### [WHAT TO DO]
Could you copy out every row below word for word, with the pictures left out?

### [RECORD EXCERPTS]
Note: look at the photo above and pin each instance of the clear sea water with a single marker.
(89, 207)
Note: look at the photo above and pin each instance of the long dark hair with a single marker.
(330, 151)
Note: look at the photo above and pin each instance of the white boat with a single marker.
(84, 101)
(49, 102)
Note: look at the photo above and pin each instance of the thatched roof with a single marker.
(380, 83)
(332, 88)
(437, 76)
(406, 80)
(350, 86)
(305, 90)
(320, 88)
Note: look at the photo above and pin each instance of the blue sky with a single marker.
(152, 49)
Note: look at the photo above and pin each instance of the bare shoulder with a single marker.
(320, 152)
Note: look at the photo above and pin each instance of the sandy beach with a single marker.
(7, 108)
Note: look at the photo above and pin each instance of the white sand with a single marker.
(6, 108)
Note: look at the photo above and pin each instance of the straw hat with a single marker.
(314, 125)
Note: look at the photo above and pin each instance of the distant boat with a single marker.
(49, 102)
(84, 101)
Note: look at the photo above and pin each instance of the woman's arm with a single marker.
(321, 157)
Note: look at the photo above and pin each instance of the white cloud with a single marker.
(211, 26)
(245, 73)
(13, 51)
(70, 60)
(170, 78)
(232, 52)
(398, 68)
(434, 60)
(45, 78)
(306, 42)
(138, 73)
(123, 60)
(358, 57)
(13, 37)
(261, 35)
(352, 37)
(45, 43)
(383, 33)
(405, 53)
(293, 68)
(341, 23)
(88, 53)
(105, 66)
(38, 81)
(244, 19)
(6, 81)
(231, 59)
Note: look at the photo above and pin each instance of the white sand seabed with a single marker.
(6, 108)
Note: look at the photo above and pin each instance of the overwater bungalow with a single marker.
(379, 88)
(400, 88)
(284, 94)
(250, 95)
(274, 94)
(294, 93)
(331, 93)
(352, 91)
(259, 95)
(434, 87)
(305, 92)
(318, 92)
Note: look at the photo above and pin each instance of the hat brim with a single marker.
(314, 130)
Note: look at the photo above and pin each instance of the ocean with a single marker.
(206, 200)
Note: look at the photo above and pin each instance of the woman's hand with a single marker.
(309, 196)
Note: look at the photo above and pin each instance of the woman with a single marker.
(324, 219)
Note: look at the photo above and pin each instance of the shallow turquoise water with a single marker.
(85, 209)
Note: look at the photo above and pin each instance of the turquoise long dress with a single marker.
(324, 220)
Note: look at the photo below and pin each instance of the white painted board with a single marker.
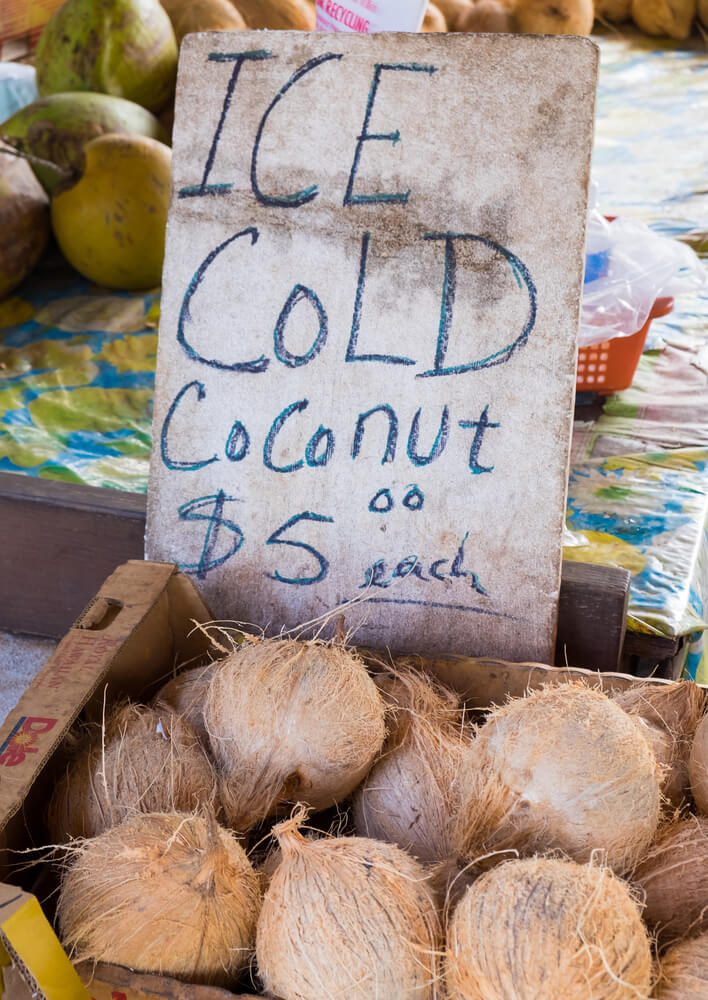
(367, 346)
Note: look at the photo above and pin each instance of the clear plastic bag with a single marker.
(628, 267)
(18, 87)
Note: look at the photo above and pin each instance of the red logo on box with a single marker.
(23, 740)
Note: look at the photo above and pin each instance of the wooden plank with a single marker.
(592, 616)
(62, 540)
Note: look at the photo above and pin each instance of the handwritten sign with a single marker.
(367, 346)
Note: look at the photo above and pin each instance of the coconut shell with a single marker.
(24, 220)
(562, 17)
(488, 16)
(411, 797)
(544, 928)
(453, 11)
(347, 917)
(698, 766)
(283, 15)
(172, 894)
(434, 19)
(202, 15)
(617, 11)
(291, 721)
(673, 876)
(563, 768)
(671, 713)
(185, 694)
(684, 971)
(665, 18)
(148, 760)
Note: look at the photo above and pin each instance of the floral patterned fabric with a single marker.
(77, 363)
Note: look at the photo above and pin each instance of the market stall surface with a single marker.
(77, 363)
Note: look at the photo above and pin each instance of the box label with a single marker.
(367, 346)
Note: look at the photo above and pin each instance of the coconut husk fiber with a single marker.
(684, 971)
(347, 917)
(673, 877)
(698, 766)
(185, 694)
(562, 17)
(291, 721)
(562, 769)
(670, 713)
(546, 929)
(411, 797)
(166, 893)
(143, 760)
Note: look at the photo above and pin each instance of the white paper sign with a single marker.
(367, 345)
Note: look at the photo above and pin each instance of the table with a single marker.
(77, 369)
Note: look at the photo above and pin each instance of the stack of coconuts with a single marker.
(100, 155)
(547, 851)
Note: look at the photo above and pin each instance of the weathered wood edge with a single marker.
(61, 540)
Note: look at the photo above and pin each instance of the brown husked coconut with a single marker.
(670, 713)
(280, 15)
(684, 971)
(147, 760)
(560, 17)
(434, 19)
(544, 929)
(489, 16)
(185, 694)
(698, 766)
(452, 11)
(667, 18)
(616, 11)
(562, 769)
(673, 876)
(347, 917)
(411, 797)
(168, 893)
(291, 721)
(202, 15)
(24, 220)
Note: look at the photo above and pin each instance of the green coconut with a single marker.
(56, 128)
(24, 221)
(126, 48)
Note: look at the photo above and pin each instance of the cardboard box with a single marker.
(139, 626)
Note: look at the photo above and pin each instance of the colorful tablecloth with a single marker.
(77, 363)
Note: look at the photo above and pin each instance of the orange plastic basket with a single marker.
(610, 366)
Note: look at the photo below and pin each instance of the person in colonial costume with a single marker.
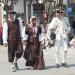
(12, 30)
(61, 26)
(33, 52)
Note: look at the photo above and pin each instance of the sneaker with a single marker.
(57, 65)
(64, 64)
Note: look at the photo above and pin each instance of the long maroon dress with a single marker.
(33, 53)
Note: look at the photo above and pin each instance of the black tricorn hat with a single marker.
(12, 12)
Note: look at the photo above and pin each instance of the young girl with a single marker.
(72, 42)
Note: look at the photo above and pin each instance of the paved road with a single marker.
(49, 60)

### [EXERCISE RESULT]
Note: look at the photo above and pin each instance of the clear sea water with a single marker.
(89, 207)
Note: look at the photo above and pin each instance of the long dark hair with a single marker.
(330, 151)
Note: look at the photo above and pin each instance of the white boat with a single marker.
(84, 101)
(49, 102)
Note: look at the photo above and pin each instance of the thatched roof with a single marker.
(380, 83)
(332, 88)
(437, 76)
(406, 80)
(350, 86)
(305, 90)
(320, 88)
Note: look at the photo above and pin each instance of the blue sky with a single marker.
(152, 49)
Note: look at the photo above and pin each instance of the bare shoulder with a single marker.
(320, 152)
Note: look at the photo above and pin each instance of the sandy beach with a single marker.
(7, 108)
Note: look at the photo above and pin each instance of the white sand with a single marker.
(6, 108)
Note: look at the photo above and pin each instance of the straw hat with a single marker.
(314, 125)
Note: look at the photo above and pin each instance of the distant boat with a single marker.
(49, 102)
(84, 101)
Note: look at the photo above and pin each instance of the woman's arm with a single marker.
(321, 157)
Note: look at the photo above and pin each instance of the white cloud with a single marker.
(211, 26)
(245, 73)
(13, 51)
(70, 60)
(170, 78)
(232, 52)
(398, 68)
(434, 60)
(45, 78)
(306, 42)
(138, 73)
(123, 60)
(358, 57)
(13, 37)
(261, 35)
(352, 37)
(45, 43)
(383, 33)
(405, 53)
(293, 68)
(341, 23)
(88, 53)
(105, 66)
(38, 81)
(244, 19)
(6, 81)
(231, 59)
Note: look at the photo above and pin each instance of the white sand seabed with a single marker.
(6, 108)
Note: look at the photo above and pin each instance of the overwater bungalow with a single marker.
(379, 88)
(400, 88)
(284, 94)
(250, 95)
(274, 94)
(294, 93)
(331, 93)
(352, 91)
(259, 95)
(434, 87)
(305, 92)
(318, 92)
Note: look at the photo above and pin each instance of the hat brim with a single marker.
(314, 130)
Note: look at the photo above and pin each instance of the ocean with a single marker.
(206, 200)
Note: look at the photo above and pin each instance of the woman's hand with a single marker.
(309, 196)
Note: look at the photo above and pin each instance of the woman with a single marker.
(324, 219)
Note: look at the photo above and pin each instance of the shallow turquoise water with a single marker.
(85, 209)
Note: look at the photo above and pin each instance of the turquoise long dress with a single marker.
(324, 220)
Note: look at the photo below and pin each instance of the white painted board with a single marker.
(367, 346)
Note: look at the photo above and pin each instance of the clear plastic bag with a single marker.
(628, 267)
(18, 87)
Note: look at the photo above and pin each instance of the red logo on box with a single marker.
(23, 740)
Note: look at the photo above and pin each instance of the wooden plank with a single marker.
(592, 616)
(62, 540)
Note: look at the photo above and pin each instance of the handwritten sign with a single marker.
(367, 346)
Note: look at the photo above and pin each instance of the coconut shell with a single marker.
(24, 220)
(562, 17)
(488, 16)
(411, 797)
(544, 928)
(453, 11)
(347, 917)
(698, 766)
(283, 15)
(172, 894)
(434, 19)
(202, 15)
(617, 11)
(291, 721)
(673, 876)
(563, 768)
(671, 713)
(185, 694)
(684, 971)
(665, 18)
(148, 760)
Note: look at the photo above and pin each instance of the floral patterned fabric with a single marker.
(77, 363)
Note: look at the photo above and pin each instance of the market stall surface with a single marker.
(77, 363)
Note: look at the photo above and pin each instance of the box label with a single marker.
(367, 346)
Note: look at the photo above and pin each instance of the coconut husk fiber with a single marker.
(684, 971)
(347, 917)
(673, 877)
(698, 766)
(185, 694)
(562, 17)
(291, 721)
(562, 769)
(670, 713)
(546, 929)
(411, 797)
(166, 893)
(143, 760)
Note: look at the photo above and pin each instance of the white paper sign with a single marker.
(367, 345)
Note: look at the photo above and pin each instance of the table with a single marker.
(77, 369)
Note: look at the photo above and pin each instance of the stack of coconuts with a single marker.
(100, 155)
(547, 851)
Note: look at the photo above and pin each instance of the weathered wood edge with a single marker.
(61, 540)
Note: look at the photo above and pin each instance of the brown husked coconut with a single marker.
(670, 713)
(280, 15)
(684, 971)
(147, 760)
(560, 17)
(434, 19)
(544, 929)
(489, 16)
(185, 694)
(698, 766)
(452, 11)
(667, 18)
(616, 11)
(562, 769)
(673, 876)
(347, 917)
(411, 797)
(168, 893)
(291, 721)
(202, 15)
(24, 220)
Note: look at the photo above and pin each instance of the green coconut with a single marker.
(56, 128)
(24, 221)
(126, 48)
Note: look at the photo above and pin each instance of the cardboard box with a single marker.
(139, 626)
Note: look at the photo above and pin each instance of the colorful tablecloth with a single marker.
(77, 363)
Note: look at the photo above and pin each instance of the orange plastic basket with a single marker.
(610, 366)
Note: look at the photo below and pin each instance of the person in colonial costume with a single marker.
(12, 30)
(61, 26)
(33, 52)
Note: look at the photo above and pin each instance of the sneaker with a single marker.
(57, 65)
(64, 64)
Note: look at the photo above and pin each instance of the long maroon dress with a single marker.
(33, 53)
Note: look at the photo above and pin each instance of the black tricorn hat with a single marker.
(12, 12)
Note: look at the photo above and pin each instance of the young girl with a single marker.
(72, 42)
Note: look at the photo above and pin each instance of the paved road with a single marker.
(49, 60)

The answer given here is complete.